## [Short task]
Arrange the entries below as a two-column CSV with the headers text and answer, one row per entry. Put each entry's text and its answer in one quoted field apiece, replacing line breaks with spaces.

Object position labeling entries:
+ + + +

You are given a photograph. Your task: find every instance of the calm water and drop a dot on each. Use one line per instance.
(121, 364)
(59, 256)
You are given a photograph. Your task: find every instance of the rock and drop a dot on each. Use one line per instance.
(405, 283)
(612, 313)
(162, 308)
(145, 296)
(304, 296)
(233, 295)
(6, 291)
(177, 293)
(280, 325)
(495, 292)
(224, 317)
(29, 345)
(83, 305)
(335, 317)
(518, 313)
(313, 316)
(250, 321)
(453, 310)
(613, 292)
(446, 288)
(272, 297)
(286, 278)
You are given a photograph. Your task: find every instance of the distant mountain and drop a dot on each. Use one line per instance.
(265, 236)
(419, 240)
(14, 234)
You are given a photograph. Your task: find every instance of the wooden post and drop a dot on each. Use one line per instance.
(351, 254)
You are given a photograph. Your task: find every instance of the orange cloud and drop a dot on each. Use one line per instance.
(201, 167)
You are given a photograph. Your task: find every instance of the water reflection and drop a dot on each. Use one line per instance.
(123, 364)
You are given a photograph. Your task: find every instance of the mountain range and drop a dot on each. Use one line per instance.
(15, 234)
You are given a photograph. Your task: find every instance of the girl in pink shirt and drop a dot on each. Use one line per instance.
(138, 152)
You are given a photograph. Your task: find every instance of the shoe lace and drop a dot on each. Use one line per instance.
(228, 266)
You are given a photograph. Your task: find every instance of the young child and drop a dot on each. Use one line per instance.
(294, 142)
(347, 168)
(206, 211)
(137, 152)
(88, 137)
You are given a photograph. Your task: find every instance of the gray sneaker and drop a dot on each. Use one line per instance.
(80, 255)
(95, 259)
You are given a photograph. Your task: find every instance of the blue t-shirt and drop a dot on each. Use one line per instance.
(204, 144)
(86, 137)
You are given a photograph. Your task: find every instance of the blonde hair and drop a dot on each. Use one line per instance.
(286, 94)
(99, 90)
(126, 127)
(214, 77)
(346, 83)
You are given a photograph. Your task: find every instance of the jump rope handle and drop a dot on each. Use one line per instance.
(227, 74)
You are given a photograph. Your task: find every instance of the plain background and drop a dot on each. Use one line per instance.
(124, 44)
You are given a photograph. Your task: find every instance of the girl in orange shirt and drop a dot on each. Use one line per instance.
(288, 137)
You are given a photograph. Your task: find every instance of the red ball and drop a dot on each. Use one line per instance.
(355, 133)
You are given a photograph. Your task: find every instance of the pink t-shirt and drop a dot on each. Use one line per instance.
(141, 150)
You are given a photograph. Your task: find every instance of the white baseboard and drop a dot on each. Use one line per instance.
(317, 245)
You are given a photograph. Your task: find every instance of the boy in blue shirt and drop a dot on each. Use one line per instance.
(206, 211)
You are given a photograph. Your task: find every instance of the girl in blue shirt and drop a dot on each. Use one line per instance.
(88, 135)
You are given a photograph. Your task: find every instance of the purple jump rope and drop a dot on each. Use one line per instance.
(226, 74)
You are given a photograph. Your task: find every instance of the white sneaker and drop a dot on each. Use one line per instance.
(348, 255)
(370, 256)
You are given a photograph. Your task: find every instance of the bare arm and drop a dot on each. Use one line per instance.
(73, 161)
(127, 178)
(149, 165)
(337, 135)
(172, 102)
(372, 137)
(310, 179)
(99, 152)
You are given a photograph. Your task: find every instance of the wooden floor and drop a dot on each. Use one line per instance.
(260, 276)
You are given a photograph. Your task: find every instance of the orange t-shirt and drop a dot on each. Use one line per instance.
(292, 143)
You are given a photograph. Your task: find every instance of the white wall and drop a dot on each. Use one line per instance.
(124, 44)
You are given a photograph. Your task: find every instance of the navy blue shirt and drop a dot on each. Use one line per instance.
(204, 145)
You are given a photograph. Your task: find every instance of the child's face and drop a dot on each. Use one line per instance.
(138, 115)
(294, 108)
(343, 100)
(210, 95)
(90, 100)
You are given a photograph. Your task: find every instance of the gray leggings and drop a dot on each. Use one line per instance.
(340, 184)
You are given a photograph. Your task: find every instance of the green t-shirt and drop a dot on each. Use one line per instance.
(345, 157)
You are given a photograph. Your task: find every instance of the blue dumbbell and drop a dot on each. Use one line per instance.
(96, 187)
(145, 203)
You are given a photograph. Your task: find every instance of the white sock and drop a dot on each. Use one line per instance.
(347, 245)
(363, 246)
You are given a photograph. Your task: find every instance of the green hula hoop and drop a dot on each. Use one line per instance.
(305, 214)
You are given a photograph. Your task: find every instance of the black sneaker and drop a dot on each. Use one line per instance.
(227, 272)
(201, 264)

+ + + +

## [Final answer]
text,answer
"You are given a photograph. Your task: find every instance of the calm water and drop a dot on each. Use one line per instance.","(121, 364) (59, 256)"
"You are given a photograph. Your task: find every instance of the rock and drop a dot on each. Use one line per instance.","(405, 283) (612, 313) (162, 308) (145, 296) (304, 296) (233, 295) (6, 291) (177, 293) (280, 325) (495, 292) (224, 317) (29, 345) (83, 305) (335, 317) (518, 313) (313, 316) (250, 321) (453, 310) (613, 292) (446, 288) (272, 297) (286, 278)"
"You are given a photograph. Your task: find every instance of the distant mountain and drop a dot on each. Use one line per instance.","(265, 236) (419, 240) (14, 234)"
"You are given a photograph. Your task: find every instance of the wooden post and drop a dot on each. Use one line per instance.","(351, 254)"
"You are given a photograph. Your task: find every instance of the orange cloud and drop a dot on each. Use one line per instance.","(201, 167)"
"You are given a photograph. Your task: find every instance of the water reflection and drop a dot on each. Use one line per instance.","(123, 364)"
"You are given a photograph. Your task: find every instance of the mountain range and drop a dot on each. Use one line per instance.","(15, 234)"
"You are given a photograph. Your task: find every instance of the girl in pink shirt and drop a dot on each. Use one line per instance.","(138, 152)"
"You are given a photograph. Your task: find every instance of the shoe lace and drop a dot on each. Use one line per instance.","(228, 266)"
"You are given a photograph. Your task: find every instance of the young child and drop a dot on each. Use one line per instance.","(294, 142) (347, 168) (206, 211) (137, 152) (88, 137)"
"You are given a photograph. Your task: find every instance of the gray sneaker and drop a dot on each. Use one line per instance.","(80, 255) (95, 259)"
"You are given a photograph. Your task: find every instance of the blue t-shirt and drop a dot on each. Use one line per instance.","(204, 144) (86, 137)"
"You are given a photograph. Your task: find every instance of the blonde hair and drop a dot on each. Use one line per instance.","(286, 94) (99, 90) (126, 127) (214, 77) (346, 83)"
"You are given a photograph. Your task: find every instance of the jump rope handle and drop a dot on each. Use one line per instance.","(227, 74)"
"You are given a photograph. Your task: find every instance of the plain background and drop a dot on each. Use one line per instance.","(124, 44)"
"You are given a photograph. Your task: find every instance of the girl in orange shirt and drop a dot on each. Use one line per instance.","(288, 137)"
"You are given a photograph. Your task: find every instance of the red ball and drop a dot on each. Use one line per instance.","(355, 133)"
"You are given a photograph. Your task: find every instance of the pink t-shirt and drop a dot on each. Use one line per instance.","(141, 150)"
"You are given a photograph. Your task: find every instance of the white baseboard and drop a dot on each. Use one line per instance.","(317, 245)"
"You are given a photograph. Your task: find every instance of the boy in blue shirt and drop a dot on each. Use one line per instance.","(206, 211)"
"You are given a photograph. Your task: find every instance of the girl in blue shirt and drop a dot on each. Use one line per instance.","(88, 135)"
"You are given a photograph. Your task: find every instance of the purple jump rope and drop a dot on each. Use one line per instance.","(226, 74)"
"You are given a photograph. Your task: find every instance of the white sneaker and drop a dot on each. Use one line per instance.","(348, 255) (370, 256)"
"You are given a photograph. Your task: find every instance of the bare arm and drop a dot on each. Use one line per instance.","(73, 161) (127, 178) (149, 165) (337, 135) (172, 102) (372, 137) (310, 179) (99, 152)"
"You are given a photograph. Your task: find every instance of the wooden floor and drop a dot on each. Use one line per instance.","(260, 276)"
"You are given a photograph. Your task: find every instance of the orange t-shirt and drop a dot on each. Use one line per instance.","(292, 143)"
"You are given a photograph. Your task: find every instance of the white wall and drop a dot on each. Use one line per instance.","(124, 44)"
"You are given a photograph. Your task: find every instance of the navy blue shirt and drop a dot on each. Use one line per instance.","(204, 145)"
"You are given a photograph. Your task: find every instance of the child's face and drop a dot on each. Use one line per instance.","(138, 115) (294, 108) (343, 100) (210, 95) (90, 100)"
"You are given a photograph. Your task: find every instance of the gray leggings and drop a dot on each. Use one line per instance.","(340, 184)"
"You are given a photograph. Your task: find every instance of the green t-shirt and drop a dot on each. Use one line per instance.","(345, 157)"
"You are given a photograph. Your task: find every instance of the blue dumbbell and drop a dot on each. Use one line per instance.","(96, 187) (145, 203)"
"You are given a photograph. Your task: find every instance of the white sock and drop a dot on each. Use one line per instance.","(347, 245) (363, 246)"
"You are given a photograph. Your task: find every instance of the green hula hoop and drop a dot on each. Use one line per instance.","(305, 214)"
"You are given a photograph. Your task: find every instance of the black sneaker and drop a dot on each. Use one line per instance.","(227, 272) (201, 264)"